*** Dataset entries ***

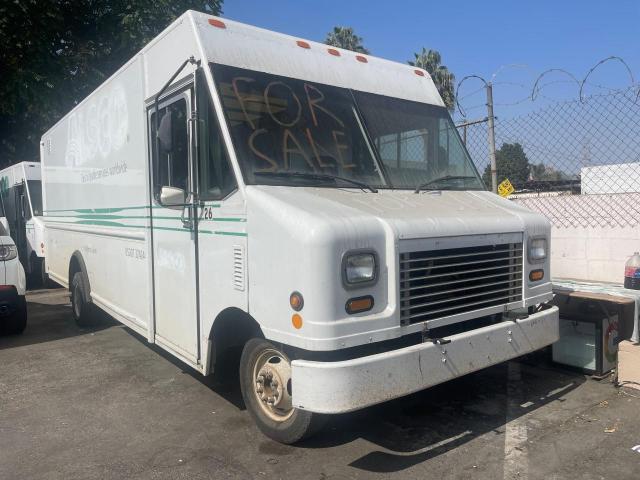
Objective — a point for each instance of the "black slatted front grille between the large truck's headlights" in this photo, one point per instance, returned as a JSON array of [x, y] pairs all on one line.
[[440, 283]]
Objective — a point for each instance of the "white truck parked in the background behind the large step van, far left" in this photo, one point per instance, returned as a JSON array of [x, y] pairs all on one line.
[[21, 195]]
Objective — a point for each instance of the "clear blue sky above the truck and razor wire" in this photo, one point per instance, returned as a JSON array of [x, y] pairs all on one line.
[[477, 37]]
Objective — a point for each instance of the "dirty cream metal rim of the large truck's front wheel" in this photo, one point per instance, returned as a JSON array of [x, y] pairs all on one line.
[[272, 384]]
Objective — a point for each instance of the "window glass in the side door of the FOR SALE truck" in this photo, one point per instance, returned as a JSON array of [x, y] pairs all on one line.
[[171, 165]]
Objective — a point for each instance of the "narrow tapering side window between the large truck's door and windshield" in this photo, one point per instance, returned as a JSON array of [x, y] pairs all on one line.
[[215, 174]]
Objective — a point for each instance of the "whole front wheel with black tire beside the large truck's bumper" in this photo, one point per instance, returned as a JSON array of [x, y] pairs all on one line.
[[279, 421]]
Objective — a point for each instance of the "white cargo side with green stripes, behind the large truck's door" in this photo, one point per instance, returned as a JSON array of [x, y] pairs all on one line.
[[95, 194]]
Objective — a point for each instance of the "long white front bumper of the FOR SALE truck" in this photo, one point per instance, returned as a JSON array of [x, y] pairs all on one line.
[[344, 386]]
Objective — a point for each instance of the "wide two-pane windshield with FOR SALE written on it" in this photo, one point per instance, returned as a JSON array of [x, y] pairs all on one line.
[[289, 131]]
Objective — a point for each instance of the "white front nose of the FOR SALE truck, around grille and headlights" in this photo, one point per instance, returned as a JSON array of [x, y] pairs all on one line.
[[293, 231]]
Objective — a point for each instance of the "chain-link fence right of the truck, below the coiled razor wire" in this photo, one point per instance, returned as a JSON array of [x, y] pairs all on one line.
[[577, 162]]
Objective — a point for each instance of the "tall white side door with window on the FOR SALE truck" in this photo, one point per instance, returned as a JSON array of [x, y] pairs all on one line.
[[173, 226]]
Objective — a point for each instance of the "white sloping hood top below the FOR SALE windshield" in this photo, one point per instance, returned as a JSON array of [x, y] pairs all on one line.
[[407, 214]]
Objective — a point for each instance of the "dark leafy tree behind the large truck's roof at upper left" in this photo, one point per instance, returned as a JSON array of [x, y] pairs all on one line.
[[56, 52]]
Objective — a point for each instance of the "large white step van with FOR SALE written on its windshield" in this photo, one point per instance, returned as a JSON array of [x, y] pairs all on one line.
[[232, 187]]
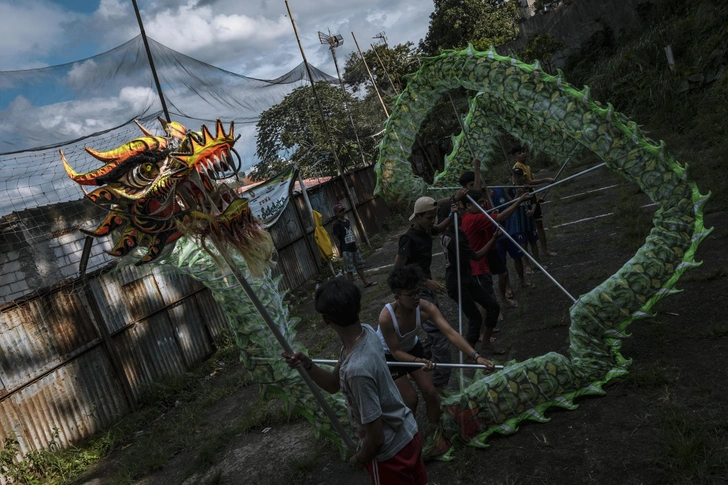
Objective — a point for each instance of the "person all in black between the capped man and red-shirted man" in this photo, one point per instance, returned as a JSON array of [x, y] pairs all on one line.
[[471, 291]]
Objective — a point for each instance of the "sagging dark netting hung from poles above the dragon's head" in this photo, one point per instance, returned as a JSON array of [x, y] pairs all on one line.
[[93, 102]]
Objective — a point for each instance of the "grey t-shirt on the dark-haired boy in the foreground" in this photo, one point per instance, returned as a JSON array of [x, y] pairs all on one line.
[[371, 393]]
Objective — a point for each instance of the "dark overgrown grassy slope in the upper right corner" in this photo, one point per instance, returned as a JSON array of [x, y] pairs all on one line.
[[687, 106]]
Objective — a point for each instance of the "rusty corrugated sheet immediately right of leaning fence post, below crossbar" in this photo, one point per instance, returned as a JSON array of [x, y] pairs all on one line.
[[148, 351]]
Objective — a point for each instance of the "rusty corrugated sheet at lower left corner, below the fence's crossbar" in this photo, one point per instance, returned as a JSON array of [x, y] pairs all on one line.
[[79, 398]]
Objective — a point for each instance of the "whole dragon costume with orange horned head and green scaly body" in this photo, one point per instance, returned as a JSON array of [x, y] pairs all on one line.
[[164, 201]]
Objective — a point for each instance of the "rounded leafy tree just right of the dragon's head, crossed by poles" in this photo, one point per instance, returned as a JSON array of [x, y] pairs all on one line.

*** End of Dataset entries ***

Goal of the exercise: In your reply, every line of the material should appear exactly as written, and no picture should.

Reply to the exercise:
Objective — a point for each instance of the "black slatted front grille between the large truck's headlights" in this photo, one point per instance, returned as a JSON array of [x, y] pairs all on one line.
[[440, 283]]
Objective — a point for each instance of the "white truck parked in the background behind the large step van, far left" in this photo, one point per instance, returned as a JSON array of [x, y] pairs all on one line.
[[21, 195]]
Objective — a point for each instance of the "clear blue sky above the truck and razor wire" in this photo, one point per instance, returned as a JSON array of [x, y] pairs all on one line.
[[477, 37]]
Objective — a point for each instance of the "dirty cream metal rim of the large truck's front wheel" in this photo, one point per instance, returned as a JSON array of [x, y] pairs all on one line.
[[272, 384]]
Objective — a point for each instance of the "window glass in the side door of the FOR SALE truck" in this photo, one point per instance, returned as a JSON array of [x, y] pairs all on one line.
[[171, 165]]
Objective — a point for each instance of the "narrow tapering side window between the large truck's door and windshield" in this photo, one point per instance, returned as a JSON array of [x, y] pairs all on one line.
[[215, 174]]
Objective — a point for each instance of the "whole front wheel with black tire beside the large truck's bumper" in this photo, one point per instance, returned as a JSON array of [x, y] pairs all on one line.
[[279, 421]]
Objective — a point for each instance of the "white cargo side with green stripes, behind the large truck's door" in this photo, one point per instance, returned as a JSON array of [x, y] pairs all on one line.
[[95, 194]]
Objective — a point for each instance of the "long white front bumper of the FOR SALE truck" in this photo, one point per instance, returned as a JSON array of [x, y] pairs all on one line.
[[344, 386]]
Objective — a point for each instance of the "wide two-pane windshield with FOR SALE written on it" in this photo, one point per instance, returned as a JSON array of [x, y] pairs all on one line.
[[289, 131]]
Objective — a point for each instance of the "white front nose of the FOR SALE truck, around grille and headlights" in this photo, one point per instance, returned as a JSON array of [x, y] pairs all on one line.
[[293, 231]]
Objective — a point for each instance of the "chain-link fence right of the truck, below the coiled razor wire" in this photo, one point per instance, returned as a JSON array of [x, y] pairs all on one line.
[[577, 162]]
Objective — a point for each instance of the "tall white side door with window on the FOR SALE truck" in this photo, one point per instance, returned as a JSON array of [x, y] pairs all on one line.
[[173, 226]]
Objective — a point for each instance of the "white sloping hood top below the FOR SALE windshield" in this photo, one point per instance, returned as a JSON array of [x, y] pairs all on one line.
[[407, 214]]
Objective — a point for each instance of the "dark leafy tree behind the large truck's roof at upper left" in this photo, one point per instance, returned as a JSON array of [x, y] pairs all on one line.
[[56, 52]]
Objective — a point for each instance of the "large white step van with FOR SALE written on its windshield" in this photo, one point per instance, returned as a JSON array of [x, y] pairs all on one line.
[[232, 187]]
Objective — a point for each instance of the "person all in black between the capped man and red-shirted man" in this photo, one point per instance, returned as a JSON array of [x, y] pairs all on one line.
[[471, 291]]
Objective — a point for each instance of the "sagging dark netting hung from poles above the dragon's head" in this photo, one point per instance, returned as a JSON array of [x, y] pairs all on one line.
[[93, 102]]
Objective — a point for each instance of the "grey t-shirt on the dark-haired boy in the foreground" in this photo, one point per instance, returned as a JSON array of [x, y] pairs all on one line.
[[371, 393]]
Objective — a point for each instance of the "dark overgrown grassy slope in the upper right corner" in this photo, one point per instance, returned as a JSON array of [x, y] pairs all on one line.
[[687, 106]]
Objective — a point for each instance of the "rusty corrugated sheet immediately right of leaning fence post, below crossbar" in this photo, one point per instance, returned as a JSON array of [x, y] pairs all on one line.
[[148, 351]]
Objective — a point for each instance of the "rusty corrugated sheet at lower left corner, below the fence's crossbar" in this photo, one point per instance, returned as a JSON array of [x, y] pairs all on one line.
[[79, 398]]
Objective — a point for each instance of the "whole dragon costume with orange horned head and green scaly body" in this photo, one point per instance, returned as a JSON array of [x, y] pairs all on one line.
[[164, 201]]
Objective — a point for each instance of the "rounded leafy tree just right of the dragon's head, crossed by poles" in this photo, one point per instance, returned as a JSON array of [x, y] pairs all on one line.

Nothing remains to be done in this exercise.